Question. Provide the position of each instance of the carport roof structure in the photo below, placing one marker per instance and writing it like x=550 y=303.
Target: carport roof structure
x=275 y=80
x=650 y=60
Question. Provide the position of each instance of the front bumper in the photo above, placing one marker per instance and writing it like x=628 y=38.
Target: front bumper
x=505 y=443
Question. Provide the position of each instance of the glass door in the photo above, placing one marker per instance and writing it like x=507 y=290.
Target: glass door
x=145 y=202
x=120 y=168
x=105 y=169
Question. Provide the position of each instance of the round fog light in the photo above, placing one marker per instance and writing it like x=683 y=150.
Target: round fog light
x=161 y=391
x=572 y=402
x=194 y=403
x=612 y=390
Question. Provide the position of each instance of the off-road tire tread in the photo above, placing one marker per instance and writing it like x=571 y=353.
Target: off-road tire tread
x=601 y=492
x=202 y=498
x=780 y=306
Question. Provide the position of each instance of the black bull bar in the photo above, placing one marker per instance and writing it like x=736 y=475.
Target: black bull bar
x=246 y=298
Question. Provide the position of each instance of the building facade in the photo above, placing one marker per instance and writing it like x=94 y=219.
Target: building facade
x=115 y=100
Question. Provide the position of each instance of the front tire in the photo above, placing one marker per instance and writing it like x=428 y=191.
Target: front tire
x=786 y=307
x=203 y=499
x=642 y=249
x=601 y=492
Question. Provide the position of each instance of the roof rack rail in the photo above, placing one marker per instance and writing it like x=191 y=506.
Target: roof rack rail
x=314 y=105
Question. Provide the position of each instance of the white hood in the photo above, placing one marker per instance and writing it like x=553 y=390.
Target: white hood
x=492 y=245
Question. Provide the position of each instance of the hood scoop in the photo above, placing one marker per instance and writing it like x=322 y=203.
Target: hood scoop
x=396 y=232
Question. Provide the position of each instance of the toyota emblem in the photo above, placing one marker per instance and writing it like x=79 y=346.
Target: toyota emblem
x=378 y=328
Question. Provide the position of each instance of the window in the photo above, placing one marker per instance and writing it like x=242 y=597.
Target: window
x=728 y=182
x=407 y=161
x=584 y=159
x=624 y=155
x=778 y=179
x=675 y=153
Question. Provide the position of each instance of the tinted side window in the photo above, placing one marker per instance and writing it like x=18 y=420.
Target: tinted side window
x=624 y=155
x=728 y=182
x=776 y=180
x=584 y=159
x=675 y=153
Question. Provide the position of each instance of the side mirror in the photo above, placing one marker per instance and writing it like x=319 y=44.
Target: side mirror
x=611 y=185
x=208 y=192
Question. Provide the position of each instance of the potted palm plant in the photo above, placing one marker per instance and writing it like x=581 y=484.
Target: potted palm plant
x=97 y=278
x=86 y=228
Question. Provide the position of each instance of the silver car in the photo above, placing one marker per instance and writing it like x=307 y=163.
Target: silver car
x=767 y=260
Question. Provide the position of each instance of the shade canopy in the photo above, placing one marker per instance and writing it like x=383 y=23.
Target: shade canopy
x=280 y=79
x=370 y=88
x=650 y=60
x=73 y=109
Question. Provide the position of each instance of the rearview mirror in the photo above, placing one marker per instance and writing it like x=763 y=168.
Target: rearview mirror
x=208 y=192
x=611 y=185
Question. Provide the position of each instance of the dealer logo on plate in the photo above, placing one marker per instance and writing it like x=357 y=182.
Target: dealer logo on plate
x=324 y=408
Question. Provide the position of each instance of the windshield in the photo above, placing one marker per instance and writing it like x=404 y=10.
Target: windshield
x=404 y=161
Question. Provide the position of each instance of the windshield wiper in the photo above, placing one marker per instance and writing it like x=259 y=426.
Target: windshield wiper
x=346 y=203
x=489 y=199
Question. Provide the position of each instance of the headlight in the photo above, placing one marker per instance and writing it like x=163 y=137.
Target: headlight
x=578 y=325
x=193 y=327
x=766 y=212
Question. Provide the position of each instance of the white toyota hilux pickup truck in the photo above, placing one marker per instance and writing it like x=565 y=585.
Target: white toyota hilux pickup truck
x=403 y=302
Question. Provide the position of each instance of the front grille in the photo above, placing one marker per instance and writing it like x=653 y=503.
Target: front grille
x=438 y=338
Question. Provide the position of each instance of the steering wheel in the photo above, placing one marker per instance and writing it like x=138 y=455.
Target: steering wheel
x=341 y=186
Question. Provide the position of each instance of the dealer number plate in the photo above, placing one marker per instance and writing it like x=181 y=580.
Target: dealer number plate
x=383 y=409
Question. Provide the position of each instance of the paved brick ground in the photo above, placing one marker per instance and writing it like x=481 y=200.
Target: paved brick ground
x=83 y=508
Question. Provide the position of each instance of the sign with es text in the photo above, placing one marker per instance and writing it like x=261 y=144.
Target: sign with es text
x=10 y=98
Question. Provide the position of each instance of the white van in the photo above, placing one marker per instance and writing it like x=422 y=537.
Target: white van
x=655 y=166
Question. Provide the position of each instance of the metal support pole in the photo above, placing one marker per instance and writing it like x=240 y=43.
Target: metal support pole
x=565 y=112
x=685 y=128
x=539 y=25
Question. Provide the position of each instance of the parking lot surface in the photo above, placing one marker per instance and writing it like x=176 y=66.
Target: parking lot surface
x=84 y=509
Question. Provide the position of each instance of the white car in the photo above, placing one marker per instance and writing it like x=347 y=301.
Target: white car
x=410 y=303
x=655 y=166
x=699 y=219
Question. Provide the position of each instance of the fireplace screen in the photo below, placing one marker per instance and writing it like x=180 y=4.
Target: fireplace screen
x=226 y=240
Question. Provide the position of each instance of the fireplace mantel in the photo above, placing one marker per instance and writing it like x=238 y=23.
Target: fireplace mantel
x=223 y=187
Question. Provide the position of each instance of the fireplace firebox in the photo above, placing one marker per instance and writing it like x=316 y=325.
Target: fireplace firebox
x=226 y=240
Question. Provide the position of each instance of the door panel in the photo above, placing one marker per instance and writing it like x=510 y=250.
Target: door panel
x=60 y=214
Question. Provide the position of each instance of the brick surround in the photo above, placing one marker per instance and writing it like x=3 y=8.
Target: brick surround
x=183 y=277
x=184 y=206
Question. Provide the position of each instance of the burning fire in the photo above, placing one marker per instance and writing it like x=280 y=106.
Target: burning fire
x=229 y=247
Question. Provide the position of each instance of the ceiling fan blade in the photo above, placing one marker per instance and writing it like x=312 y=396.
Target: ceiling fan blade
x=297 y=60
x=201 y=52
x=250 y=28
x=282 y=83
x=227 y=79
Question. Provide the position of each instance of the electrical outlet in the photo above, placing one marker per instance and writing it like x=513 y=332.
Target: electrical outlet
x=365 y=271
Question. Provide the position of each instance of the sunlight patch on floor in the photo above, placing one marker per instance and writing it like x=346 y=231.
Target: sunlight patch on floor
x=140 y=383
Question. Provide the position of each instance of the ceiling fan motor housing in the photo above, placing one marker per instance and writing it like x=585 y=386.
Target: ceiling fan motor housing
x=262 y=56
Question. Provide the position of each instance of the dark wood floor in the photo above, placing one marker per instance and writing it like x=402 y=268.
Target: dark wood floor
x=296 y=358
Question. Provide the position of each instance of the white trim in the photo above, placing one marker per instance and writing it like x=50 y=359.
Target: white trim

= = = =

## [Problem requirements]
Go through the data above and count the lines that hold "below". Respond with the number and no other words.

## [Solution]
2